**Aim of the exercise**
Quote the material below word for word, leaving out the pictures.

**Data excerpts**
——

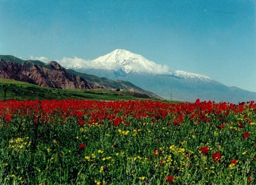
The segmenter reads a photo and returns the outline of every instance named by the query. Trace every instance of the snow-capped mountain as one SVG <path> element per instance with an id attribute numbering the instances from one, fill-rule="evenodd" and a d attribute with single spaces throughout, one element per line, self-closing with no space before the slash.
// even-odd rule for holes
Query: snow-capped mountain
<path id="1" fill-rule="evenodd" d="M 59 62 L 79 72 L 129 81 L 167 99 L 194 101 L 199 98 L 234 103 L 256 99 L 255 92 L 228 87 L 203 75 L 172 71 L 124 50 L 116 50 L 92 61 L 75 57 Z"/>
<path id="2" fill-rule="evenodd" d="M 102 69 L 122 69 L 125 73 L 131 71 L 151 74 L 164 74 L 168 71 L 167 66 L 162 66 L 148 60 L 140 55 L 135 54 L 124 50 L 116 50 L 110 53 L 99 57 L 92 62 L 101 64 Z M 116 64 L 119 69 L 110 68 Z M 116 65 L 116 64 L 119 64 Z"/>

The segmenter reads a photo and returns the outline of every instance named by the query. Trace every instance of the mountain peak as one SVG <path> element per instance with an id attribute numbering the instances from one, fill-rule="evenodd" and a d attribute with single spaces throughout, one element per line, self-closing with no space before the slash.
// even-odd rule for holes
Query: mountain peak
<path id="1" fill-rule="evenodd" d="M 102 64 L 102 66 L 113 66 L 122 69 L 126 73 L 131 71 L 149 73 L 166 73 L 168 69 L 150 61 L 143 56 L 129 51 L 118 49 L 93 60 L 94 62 Z"/>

——

**Output**
The segmenter reads a photo and returns the outline of every instance named by the query. Trace every instance of the snow-capped mountain as one SVG <path> element per instance with an id attribute numbering the instances from one, fill-rule="evenodd" and a d attribute with single spaces throughout, one element per line, self-closing with no space before the slash.
// even-odd rule for holes
Query: snow-capped mountain
<path id="1" fill-rule="evenodd" d="M 59 62 L 79 72 L 129 81 L 167 99 L 194 101 L 199 98 L 234 103 L 256 99 L 255 92 L 228 87 L 203 75 L 172 71 L 124 50 L 116 50 L 92 61 L 75 57 Z"/>
<path id="2" fill-rule="evenodd" d="M 102 69 L 122 69 L 125 73 L 131 71 L 151 74 L 164 74 L 168 71 L 167 66 L 162 66 L 148 60 L 140 55 L 135 54 L 124 50 L 116 50 L 110 53 L 99 57 L 92 62 L 101 64 Z M 116 64 L 119 69 L 110 68 Z M 116 65 L 116 64 L 119 64 Z"/>

The segmenter reads a photo and returns the outline of every instance named by the query. Trace every instance of the mountain peak as one SVG <path> element per instance with an id attribute numbering the instances from one, fill-rule="evenodd" and a d attribute with single spaces throughout, one element per line, self-closing with no space before the slash.
// even-odd rule for holes
Query: mountain peak
<path id="1" fill-rule="evenodd" d="M 102 64 L 102 66 L 113 66 L 122 69 L 126 73 L 131 71 L 149 73 L 166 73 L 168 69 L 150 61 L 143 56 L 129 51 L 118 49 L 93 60 L 94 62 Z"/>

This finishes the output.